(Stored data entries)
┌──

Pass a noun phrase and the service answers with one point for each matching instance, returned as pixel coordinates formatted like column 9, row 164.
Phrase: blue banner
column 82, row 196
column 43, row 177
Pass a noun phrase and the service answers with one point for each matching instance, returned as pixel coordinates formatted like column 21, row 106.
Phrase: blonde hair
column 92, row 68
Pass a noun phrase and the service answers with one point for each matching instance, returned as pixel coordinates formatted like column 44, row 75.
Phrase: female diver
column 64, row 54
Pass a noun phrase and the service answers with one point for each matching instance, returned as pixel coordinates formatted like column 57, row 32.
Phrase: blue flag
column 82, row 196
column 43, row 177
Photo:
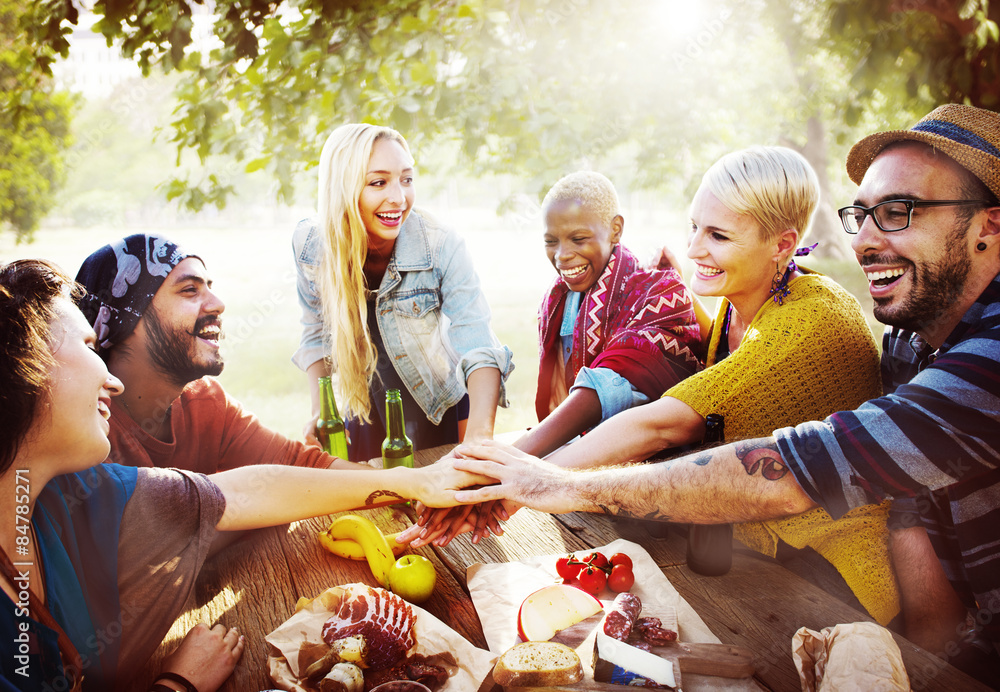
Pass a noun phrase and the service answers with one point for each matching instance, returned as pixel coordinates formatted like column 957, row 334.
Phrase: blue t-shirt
column 77, row 520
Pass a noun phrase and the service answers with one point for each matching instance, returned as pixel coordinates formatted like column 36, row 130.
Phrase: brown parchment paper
column 498, row 589
column 859, row 656
column 432, row 635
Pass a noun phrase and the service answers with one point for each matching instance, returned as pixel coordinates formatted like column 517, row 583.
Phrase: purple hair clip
column 779, row 287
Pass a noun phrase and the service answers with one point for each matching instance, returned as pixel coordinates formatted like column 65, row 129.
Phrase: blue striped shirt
column 932, row 442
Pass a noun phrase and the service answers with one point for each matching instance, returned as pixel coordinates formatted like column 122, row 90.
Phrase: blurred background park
column 204, row 121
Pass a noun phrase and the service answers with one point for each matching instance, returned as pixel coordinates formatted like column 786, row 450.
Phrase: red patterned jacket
column 639, row 323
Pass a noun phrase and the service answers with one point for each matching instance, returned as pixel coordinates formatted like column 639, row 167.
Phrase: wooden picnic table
column 254, row 584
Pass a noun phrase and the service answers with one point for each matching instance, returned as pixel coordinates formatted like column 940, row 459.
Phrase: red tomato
column 568, row 567
column 597, row 560
column 621, row 559
column 592, row 580
column 621, row 578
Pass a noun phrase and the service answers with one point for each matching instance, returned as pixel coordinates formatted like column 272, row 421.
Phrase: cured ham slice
column 384, row 620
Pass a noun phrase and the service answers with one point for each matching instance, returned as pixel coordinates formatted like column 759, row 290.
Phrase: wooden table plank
column 759, row 604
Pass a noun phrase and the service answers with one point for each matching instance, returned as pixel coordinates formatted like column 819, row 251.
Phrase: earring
column 776, row 279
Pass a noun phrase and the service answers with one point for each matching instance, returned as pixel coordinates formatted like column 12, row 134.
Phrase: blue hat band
column 957, row 134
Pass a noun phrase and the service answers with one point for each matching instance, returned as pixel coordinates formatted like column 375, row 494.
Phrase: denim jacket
column 434, row 319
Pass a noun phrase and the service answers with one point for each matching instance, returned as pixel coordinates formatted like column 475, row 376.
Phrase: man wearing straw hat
column 926, row 230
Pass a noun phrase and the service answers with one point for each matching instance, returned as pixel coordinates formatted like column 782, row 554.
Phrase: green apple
column 412, row 577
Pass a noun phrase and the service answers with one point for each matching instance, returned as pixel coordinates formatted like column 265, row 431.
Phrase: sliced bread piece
column 537, row 664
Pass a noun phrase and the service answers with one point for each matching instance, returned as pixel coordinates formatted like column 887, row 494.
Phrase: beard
column 172, row 349
column 935, row 286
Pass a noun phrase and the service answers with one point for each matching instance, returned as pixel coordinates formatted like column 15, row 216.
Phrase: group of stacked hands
column 887, row 468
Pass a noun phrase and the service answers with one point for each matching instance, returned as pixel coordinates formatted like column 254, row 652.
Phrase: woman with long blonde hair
column 390, row 300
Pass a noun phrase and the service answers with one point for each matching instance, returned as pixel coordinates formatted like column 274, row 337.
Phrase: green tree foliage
column 532, row 87
column 34, row 129
column 931, row 51
column 539, row 87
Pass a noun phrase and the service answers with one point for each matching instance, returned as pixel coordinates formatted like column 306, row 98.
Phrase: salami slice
column 623, row 613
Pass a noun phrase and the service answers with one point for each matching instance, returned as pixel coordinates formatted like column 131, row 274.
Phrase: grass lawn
column 255, row 276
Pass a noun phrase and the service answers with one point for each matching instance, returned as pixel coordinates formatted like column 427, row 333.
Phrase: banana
column 352, row 550
column 370, row 538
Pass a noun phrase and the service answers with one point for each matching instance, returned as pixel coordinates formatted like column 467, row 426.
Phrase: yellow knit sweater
column 801, row 361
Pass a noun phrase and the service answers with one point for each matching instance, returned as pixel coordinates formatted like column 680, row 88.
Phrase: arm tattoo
column 378, row 494
column 761, row 457
column 701, row 459
column 655, row 515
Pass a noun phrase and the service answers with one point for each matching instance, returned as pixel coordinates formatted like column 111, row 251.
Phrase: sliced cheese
column 634, row 660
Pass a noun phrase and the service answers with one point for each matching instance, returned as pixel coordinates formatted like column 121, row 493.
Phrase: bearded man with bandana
column 158, row 326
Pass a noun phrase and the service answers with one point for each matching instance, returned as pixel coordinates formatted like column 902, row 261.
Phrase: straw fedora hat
column 969, row 135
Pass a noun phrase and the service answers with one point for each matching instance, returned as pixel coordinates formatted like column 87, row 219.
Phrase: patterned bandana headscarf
column 121, row 280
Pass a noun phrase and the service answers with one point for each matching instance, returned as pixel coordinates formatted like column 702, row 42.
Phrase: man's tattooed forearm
column 701, row 459
column 621, row 512
column 757, row 455
column 379, row 494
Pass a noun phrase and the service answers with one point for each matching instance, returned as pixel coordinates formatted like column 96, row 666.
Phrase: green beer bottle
column 330, row 426
column 710, row 546
column 397, row 450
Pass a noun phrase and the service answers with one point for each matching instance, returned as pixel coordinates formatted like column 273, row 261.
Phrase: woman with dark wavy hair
column 89, row 596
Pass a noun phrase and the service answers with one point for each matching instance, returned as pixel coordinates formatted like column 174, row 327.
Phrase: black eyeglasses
column 895, row 214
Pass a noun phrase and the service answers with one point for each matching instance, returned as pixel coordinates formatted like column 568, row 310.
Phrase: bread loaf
column 536, row 664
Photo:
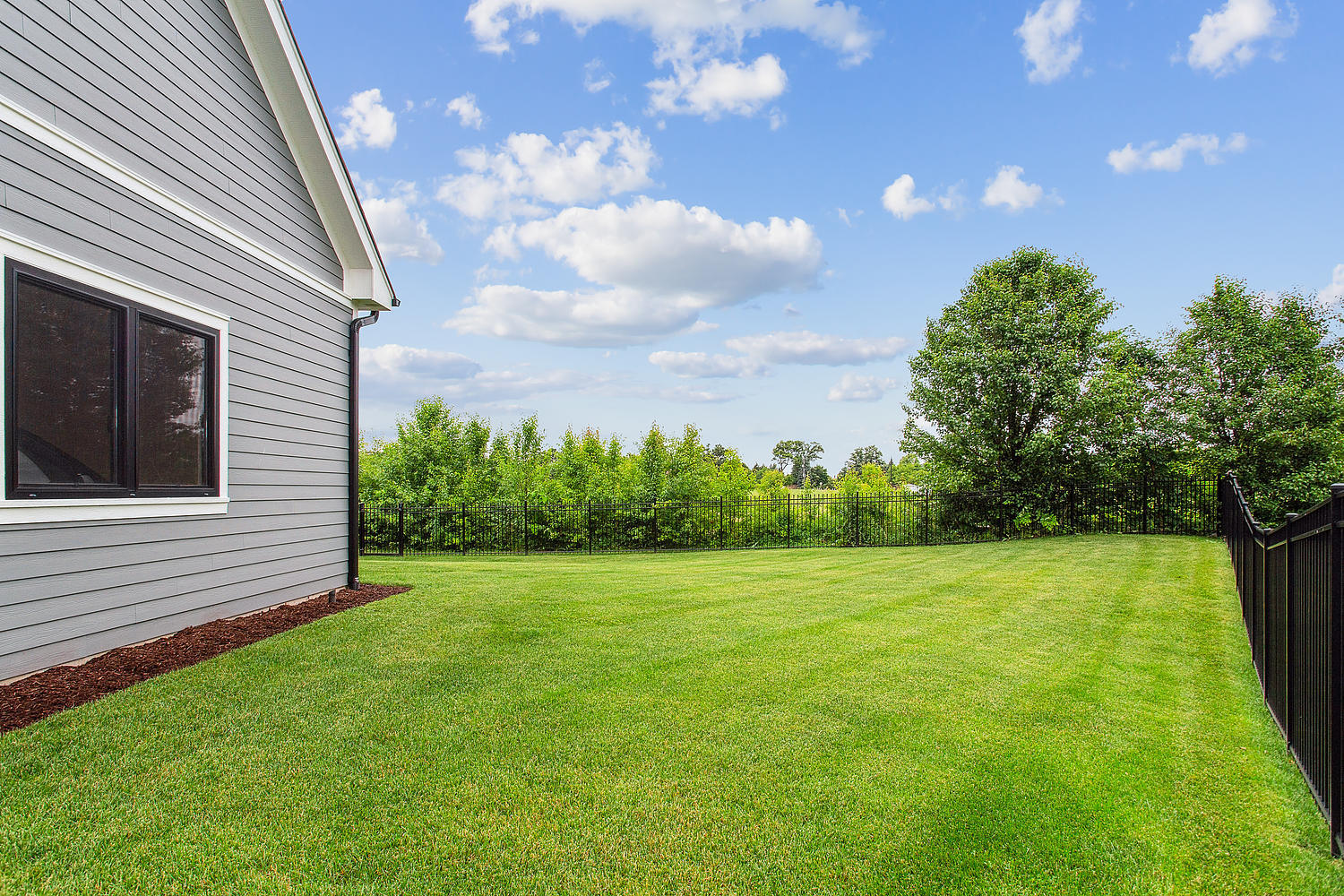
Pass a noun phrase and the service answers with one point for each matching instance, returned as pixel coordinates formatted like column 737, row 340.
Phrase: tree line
column 1023, row 386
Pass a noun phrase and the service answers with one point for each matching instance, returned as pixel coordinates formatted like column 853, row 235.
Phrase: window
column 105, row 398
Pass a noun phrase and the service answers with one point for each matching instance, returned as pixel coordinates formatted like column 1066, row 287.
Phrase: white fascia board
column 280, row 67
column 48, row 134
column 90, row 509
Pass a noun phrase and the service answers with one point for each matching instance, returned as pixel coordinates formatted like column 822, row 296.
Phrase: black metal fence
column 1290, row 582
column 796, row 520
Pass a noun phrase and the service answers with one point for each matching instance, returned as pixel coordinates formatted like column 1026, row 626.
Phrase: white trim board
column 89, row 509
column 280, row 67
column 72, row 147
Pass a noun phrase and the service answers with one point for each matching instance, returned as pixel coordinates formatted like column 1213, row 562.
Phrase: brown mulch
column 48, row 692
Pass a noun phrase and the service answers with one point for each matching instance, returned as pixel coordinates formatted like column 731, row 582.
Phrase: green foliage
column 797, row 458
column 444, row 458
column 1254, row 384
column 1005, row 392
column 859, row 457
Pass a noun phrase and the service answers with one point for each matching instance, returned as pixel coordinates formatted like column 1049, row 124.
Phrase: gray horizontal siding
column 167, row 90
column 70, row 590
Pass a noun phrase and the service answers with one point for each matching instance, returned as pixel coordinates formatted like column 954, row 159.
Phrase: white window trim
column 90, row 509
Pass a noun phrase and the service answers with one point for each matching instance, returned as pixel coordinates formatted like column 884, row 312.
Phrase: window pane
column 172, row 433
column 65, row 381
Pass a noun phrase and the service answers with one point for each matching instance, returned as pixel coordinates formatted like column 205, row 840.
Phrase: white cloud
column 718, row 88
column 702, row 366
column 674, row 26
column 1333, row 293
column 1226, row 39
column 596, row 77
column 1007, row 188
column 806, row 347
column 656, row 266
column 403, row 374
column 398, row 230
column 1153, row 158
column 854, row 387
column 701, row 39
column 368, row 123
column 400, row 363
column 527, row 171
column 468, row 113
column 1047, row 39
column 900, row 201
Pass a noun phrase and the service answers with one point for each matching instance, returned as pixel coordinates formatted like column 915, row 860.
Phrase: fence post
column 720, row 522
column 1335, row 676
column 1145, row 504
column 927, row 513
column 855, row 520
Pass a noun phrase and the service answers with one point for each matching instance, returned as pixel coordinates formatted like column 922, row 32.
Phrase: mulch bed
column 48, row 692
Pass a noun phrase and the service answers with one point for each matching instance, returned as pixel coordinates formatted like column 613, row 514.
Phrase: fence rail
column 1290, row 583
column 797, row 520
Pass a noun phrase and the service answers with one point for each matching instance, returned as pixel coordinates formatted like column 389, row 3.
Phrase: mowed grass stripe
column 1056, row 716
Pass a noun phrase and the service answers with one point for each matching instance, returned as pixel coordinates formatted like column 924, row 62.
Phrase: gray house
column 185, row 269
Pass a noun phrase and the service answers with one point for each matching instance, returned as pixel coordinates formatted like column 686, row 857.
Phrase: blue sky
column 741, row 212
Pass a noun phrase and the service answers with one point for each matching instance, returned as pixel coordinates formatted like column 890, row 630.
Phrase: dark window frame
column 126, row 360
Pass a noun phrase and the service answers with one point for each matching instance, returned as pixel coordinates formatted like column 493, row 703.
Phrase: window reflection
column 65, row 381
column 171, row 406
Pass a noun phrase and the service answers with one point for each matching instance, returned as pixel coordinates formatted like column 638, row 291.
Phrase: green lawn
column 1055, row 716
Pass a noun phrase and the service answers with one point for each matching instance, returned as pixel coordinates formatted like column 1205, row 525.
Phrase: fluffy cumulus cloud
column 900, row 201
column 1048, row 43
column 406, row 373
column 702, row 366
column 1333, row 295
column 1228, row 38
column 1011, row 191
column 398, row 228
column 719, row 88
column 655, row 266
column 1152, row 156
column 390, row 365
column 701, row 39
column 806, row 347
column 596, row 77
column 468, row 113
column 367, row 121
column 527, row 172
column 854, row 387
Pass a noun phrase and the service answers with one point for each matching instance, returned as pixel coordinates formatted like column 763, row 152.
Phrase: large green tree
column 1254, row 386
column 1000, row 394
column 797, row 457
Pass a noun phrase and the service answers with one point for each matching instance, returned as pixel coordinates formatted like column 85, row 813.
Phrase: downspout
column 352, row 562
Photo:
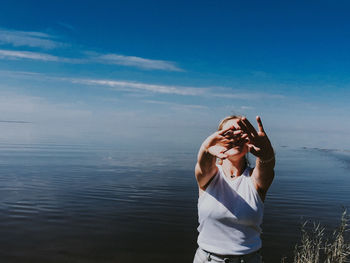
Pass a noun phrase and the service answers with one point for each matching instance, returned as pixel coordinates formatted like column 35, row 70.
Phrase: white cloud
column 139, row 62
column 176, row 105
column 248, row 96
column 138, row 86
column 30, row 39
column 10, row 54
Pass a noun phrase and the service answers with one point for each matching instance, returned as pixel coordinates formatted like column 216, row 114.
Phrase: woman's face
column 240, row 149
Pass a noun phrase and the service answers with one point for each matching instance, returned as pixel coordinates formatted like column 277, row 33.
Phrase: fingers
column 249, row 126
column 261, row 127
column 252, row 149
column 222, row 132
column 245, row 129
column 232, row 134
column 221, row 155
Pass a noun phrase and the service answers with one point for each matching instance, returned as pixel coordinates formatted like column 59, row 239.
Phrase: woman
column 231, row 194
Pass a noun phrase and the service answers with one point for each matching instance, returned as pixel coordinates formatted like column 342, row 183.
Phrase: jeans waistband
column 229, row 258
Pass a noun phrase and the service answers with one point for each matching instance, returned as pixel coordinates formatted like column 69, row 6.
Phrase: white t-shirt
column 230, row 213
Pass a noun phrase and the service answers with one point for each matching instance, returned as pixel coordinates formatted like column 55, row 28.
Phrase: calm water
column 63, row 203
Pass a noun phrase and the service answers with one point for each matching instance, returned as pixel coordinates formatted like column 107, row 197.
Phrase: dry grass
column 316, row 248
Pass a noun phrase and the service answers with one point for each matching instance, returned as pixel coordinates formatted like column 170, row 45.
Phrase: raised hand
column 221, row 141
column 257, row 142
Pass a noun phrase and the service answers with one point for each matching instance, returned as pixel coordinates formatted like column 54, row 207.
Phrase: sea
column 88, row 203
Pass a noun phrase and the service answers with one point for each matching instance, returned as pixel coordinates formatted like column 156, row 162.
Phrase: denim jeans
column 202, row 256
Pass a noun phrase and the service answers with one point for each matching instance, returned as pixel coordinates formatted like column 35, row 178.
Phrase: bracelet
column 266, row 161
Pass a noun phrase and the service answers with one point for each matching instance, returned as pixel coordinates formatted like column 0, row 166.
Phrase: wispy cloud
column 139, row 62
column 14, row 121
column 29, row 39
column 138, row 86
column 115, row 59
column 29, row 55
column 14, row 55
column 176, row 105
column 248, row 96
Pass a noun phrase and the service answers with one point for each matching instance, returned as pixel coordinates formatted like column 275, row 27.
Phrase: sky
column 164, row 73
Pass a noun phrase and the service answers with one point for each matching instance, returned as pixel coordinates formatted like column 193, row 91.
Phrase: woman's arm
column 260, row 146
column 213, row 147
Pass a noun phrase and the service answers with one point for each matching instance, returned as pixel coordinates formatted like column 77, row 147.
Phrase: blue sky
column 165, row 72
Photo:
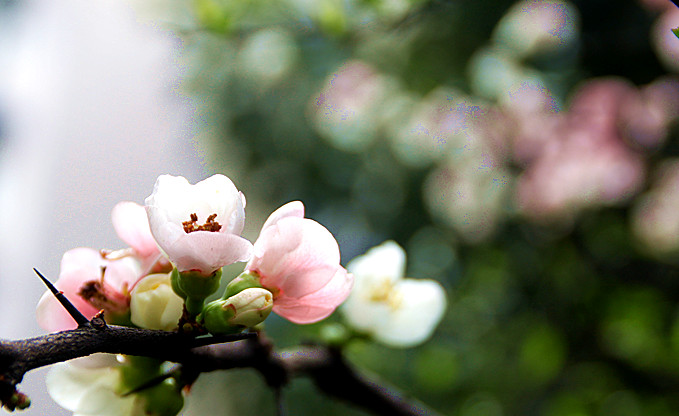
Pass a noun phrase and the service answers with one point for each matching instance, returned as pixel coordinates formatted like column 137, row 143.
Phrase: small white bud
column 154, row 305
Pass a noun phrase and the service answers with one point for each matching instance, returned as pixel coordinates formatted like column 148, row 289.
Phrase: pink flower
column 198, row 226
column 91, row 282
column 297, row 259
column 132, row 226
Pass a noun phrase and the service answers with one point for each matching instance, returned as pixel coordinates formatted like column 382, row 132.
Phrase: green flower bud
column 195, row 287
column 245, row 309
column 163, row 399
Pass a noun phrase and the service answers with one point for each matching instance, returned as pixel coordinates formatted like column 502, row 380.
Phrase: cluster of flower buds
column 178, row 244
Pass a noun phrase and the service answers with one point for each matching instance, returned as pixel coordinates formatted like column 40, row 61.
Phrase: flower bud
column 245, row 280
column 194, row 287
column 154, row 305
column 163, row 399
column 245, row 309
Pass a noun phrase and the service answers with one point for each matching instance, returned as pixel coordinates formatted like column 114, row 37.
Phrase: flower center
column 385, row 292
column 210, row 224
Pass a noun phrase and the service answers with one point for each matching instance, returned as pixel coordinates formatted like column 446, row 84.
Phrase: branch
column 325, row 366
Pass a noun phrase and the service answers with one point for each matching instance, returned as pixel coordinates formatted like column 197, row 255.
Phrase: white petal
column 422, row 307
column 88, row 391
column 291, row 209
column 380, row 263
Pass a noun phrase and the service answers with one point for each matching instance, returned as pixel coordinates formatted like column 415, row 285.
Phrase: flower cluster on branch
column 164, row 329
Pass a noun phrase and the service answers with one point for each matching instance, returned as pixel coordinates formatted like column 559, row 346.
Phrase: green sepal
column 195, row 287
column 163, row 399
column 216, row 315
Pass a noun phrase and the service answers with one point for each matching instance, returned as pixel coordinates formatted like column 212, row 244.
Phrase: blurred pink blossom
column 297, row 259
column 92, row 282
column 586, row 162
column 664, row 41
column 655, row 218
column 176, row 210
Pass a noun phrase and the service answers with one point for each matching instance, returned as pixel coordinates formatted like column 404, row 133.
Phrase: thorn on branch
column 98, row 321
column 72, row 310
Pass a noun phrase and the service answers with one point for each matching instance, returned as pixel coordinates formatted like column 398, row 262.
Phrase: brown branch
column 325, row 366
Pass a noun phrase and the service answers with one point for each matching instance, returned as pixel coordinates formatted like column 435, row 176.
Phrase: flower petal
column 77, row 267
column 89, row 391
column 291, row 209
column 296, row 256
column 207, row 251
column 385, row 262
column 413, row 322
column 174, row 201
column 132, row 226
column 317, row 305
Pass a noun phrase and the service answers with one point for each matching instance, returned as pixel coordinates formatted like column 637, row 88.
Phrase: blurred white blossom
column 396, row 311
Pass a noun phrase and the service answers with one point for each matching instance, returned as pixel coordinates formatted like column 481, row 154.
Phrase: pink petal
column 318, row 305
column 296, row 256
column 291, row 209
column 123, row 274
column 132, row 226
column 208, row 251
column 78, row 266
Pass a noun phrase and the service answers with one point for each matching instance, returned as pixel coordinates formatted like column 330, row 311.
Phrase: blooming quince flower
column 297, row 259
column 395, row 311
column 88, row 386
column 132, row 226
column 91, row 281
column 176, row 210
column 94, row 386
column 153, row 303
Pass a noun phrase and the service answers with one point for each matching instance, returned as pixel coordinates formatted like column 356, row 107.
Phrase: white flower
column 154, row 305
column 396, row 311
column 198, row 226
column 88, row 387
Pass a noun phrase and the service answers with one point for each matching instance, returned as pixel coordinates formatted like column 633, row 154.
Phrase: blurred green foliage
column 570, row 313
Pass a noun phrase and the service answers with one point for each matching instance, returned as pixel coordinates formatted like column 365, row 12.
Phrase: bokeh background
column 524, row 153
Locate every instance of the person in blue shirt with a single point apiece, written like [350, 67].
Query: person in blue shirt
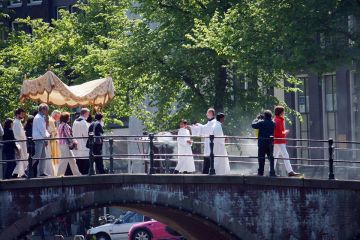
[266, 126]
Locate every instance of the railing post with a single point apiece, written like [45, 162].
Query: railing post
[331, 159]
[91, 154]
[167, 160]
[272, 163]
[151, 154]
[111, 150]
[30, 143]
[212, 169]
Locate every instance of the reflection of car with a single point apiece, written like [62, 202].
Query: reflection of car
[117, 230]
[153, 230]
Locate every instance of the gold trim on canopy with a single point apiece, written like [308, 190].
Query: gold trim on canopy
[49, 89]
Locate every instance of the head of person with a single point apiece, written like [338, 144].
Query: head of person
[90, 119]
[210, 114]
[220, 117]
[99, 117]
[20, 113]
[65, 117]
[267, 114]
[29, 121]
[85, 112]
[43, 109]
[8, 123]
[183, 123]
[279, 111]
[56, 115]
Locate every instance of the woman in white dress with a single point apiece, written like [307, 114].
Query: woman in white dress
[66, 147]
[185, 163]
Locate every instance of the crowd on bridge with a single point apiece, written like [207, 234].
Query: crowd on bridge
[265, 125]
[59, 149]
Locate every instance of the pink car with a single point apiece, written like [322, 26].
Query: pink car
[153, 230]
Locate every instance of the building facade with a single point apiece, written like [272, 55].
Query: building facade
[43, 9]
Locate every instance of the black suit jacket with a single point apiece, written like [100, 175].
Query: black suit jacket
[98, 132]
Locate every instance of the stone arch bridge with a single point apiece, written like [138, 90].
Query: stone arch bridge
[198, 206]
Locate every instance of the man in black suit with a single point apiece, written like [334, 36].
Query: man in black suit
[266, 126]
[97, 128]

└──

■ TASK PROMPT
Copy everything in the material from the line containing "54, row 207." down to the line containing "column 202, row 256", including both of those lines.

■ THE OUTPUT
Pass a noun phrase and the service answers with one point for each matching instance, returned as pixel coordinates formatted like column 54, row 207.
Phrase: sea
column 88, row 203
Pass a noun phrase and the service answers with one point for each matching instance, returned as pixel coordinates formatted like column 156, row 162.
Phrase: denim jeans
column 202, row 256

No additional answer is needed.